Problem to work on
Write each record again exactly as it stands.

**** Exercise inputs

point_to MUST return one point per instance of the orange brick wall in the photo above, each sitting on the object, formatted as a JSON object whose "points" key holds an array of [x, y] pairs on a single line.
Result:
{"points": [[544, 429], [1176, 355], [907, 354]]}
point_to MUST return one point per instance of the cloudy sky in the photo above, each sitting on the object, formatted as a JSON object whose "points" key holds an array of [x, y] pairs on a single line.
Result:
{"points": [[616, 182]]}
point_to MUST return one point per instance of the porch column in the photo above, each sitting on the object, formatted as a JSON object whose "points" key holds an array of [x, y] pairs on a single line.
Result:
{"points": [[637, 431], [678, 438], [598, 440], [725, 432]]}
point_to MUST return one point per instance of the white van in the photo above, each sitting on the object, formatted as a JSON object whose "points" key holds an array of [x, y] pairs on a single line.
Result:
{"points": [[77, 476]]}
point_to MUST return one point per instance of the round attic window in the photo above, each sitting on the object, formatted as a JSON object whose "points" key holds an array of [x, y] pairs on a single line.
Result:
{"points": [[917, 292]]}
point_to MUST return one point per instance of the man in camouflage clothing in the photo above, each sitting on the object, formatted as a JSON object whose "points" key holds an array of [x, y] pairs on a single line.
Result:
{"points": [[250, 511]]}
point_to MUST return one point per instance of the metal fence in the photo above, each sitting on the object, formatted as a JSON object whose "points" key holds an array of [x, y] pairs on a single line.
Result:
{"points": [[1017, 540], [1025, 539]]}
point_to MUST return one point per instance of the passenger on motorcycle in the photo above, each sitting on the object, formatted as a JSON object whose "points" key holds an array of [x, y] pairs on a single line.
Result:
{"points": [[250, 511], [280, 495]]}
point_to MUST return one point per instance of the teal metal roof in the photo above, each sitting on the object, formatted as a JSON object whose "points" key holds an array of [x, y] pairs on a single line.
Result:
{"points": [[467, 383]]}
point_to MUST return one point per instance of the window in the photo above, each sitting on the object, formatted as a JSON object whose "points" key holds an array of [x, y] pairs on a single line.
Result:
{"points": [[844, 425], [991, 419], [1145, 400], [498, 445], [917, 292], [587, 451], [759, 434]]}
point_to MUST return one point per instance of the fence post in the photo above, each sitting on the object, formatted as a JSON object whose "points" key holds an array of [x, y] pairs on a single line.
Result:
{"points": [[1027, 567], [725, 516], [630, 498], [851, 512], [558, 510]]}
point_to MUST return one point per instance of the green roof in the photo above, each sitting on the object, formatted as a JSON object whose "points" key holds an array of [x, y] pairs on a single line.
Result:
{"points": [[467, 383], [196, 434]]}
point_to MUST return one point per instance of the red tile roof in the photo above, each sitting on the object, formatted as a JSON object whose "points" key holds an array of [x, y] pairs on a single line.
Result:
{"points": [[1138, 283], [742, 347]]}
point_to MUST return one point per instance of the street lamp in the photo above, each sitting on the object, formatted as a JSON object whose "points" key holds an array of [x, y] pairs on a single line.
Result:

********

Exercise solution
point_to MUST return one point per instance of the orange brick wall in the photo above, each sitting on the object, formatted as a JSON object whose "points" key holds an array of [x, y] pairs on a single line.
Result:
{"points": [[544, 429], [1176, 355], [907, 354]]}
point_to MUST return one point per instance of the cloudy sky in the photo above, each sitting on the object, formatted as a JSON object whose "points" key holds an array of [x, y] pairs on a single line.
Result:
{"points": [[616, 182]]}
point_to MUST return one point per instance of the porch column in the photo above, each sitting on the object, formatted as a JSON object whose "points" key holds an array of [x, y] pairs on a single line.
Result:
{"points": [[637, 431], [678, 438], [598, 440], [725, 432]]}
point_to MUST return one point per instance of the white van in the photo above, each sitting on the object, formatted as a JSON object whose "points" key holds an array of [x, y] pairs on a single line.
Result:
{"points": [[77, 476]]}
point_to MUST return one point per instance of the round attic window in the photo above, each sitting on the object, formatted as a JSON object whose "points" key holds an array of [x, y] pairs on a single line.
Result:
{"points": [[917, 292]]}
point_to MUST return one point per instance of the man in camouflage clothing in the photo above, each sitting on the object, formatted as a JSON object whose "points" key holds an array of [x, y] pairs on a single line.
Result:
{"points": [[250, 511]]}
point_to MUST return one point per instance of the metal fence in the photo above, each sitting on the object, formatted as a JSON object whose "points" key holds an array of [x, y] pairs on a single line.
Result:
{"points": [[1017, 540], [1025, 539]]}
point_to MUST return one point per instance of the passenger on motorcycle in the photo above, each sitting on the object, formatted as a JSON object whose "points" key holds an array of [x, y] pairs on a single line.
Result:
{"points": [[250, 511], [280, 495]]}
point_to MUST return one point per instance of the teal metal roof in the photo above, each sitting on the object, formatted as a JSON object whose "points" key holds an array of [x, y] pairs on a single line.
Result:
{"points": [[467, 383]]}
point_to MUST return one point per instance of the window in the photo above, each sitting on the object, formatted as a JSON object whose "points" key holds an array of [x, y] pairs on a single line.
Result:
{"points": [[844, 425], [991, 419], [1145, 400], [498, 445], [917, 292], [587, 451], [759, 434]]}
point_to MUST return one point per instance of the fence post in the photo above, each sitting on the object, formatted as a JSON object whose "points" key holds an array of [x, y] pairs on a single line.
Result:
{"points": [[1027, 567], [725, 516], [630, 498], [851, 512], [558, 510]]}
point_to MUST return one point per instance of the green roof in the photo above, each sitting on the object, formatted as a JSON object whose "points" key holds an array of [x, y] pairs on a single line.
Result:
{"points": [[467, 383], [196, 434]]}
point_to MUST return one point per instance of the red tile roof in the photo above, each sitting on the object, formatted as a JSON object whose "points" key holds an array of [x, y] pairs on a single line.
Result:
{"points": [[1138, 283], [742, 347]]}
point_to MUST return one point per instance of the street lamp in the photo above, each sitting on the object, formatted as a JSON object whose "points" key holds an array of [x, y] pairs on a single line.
Result:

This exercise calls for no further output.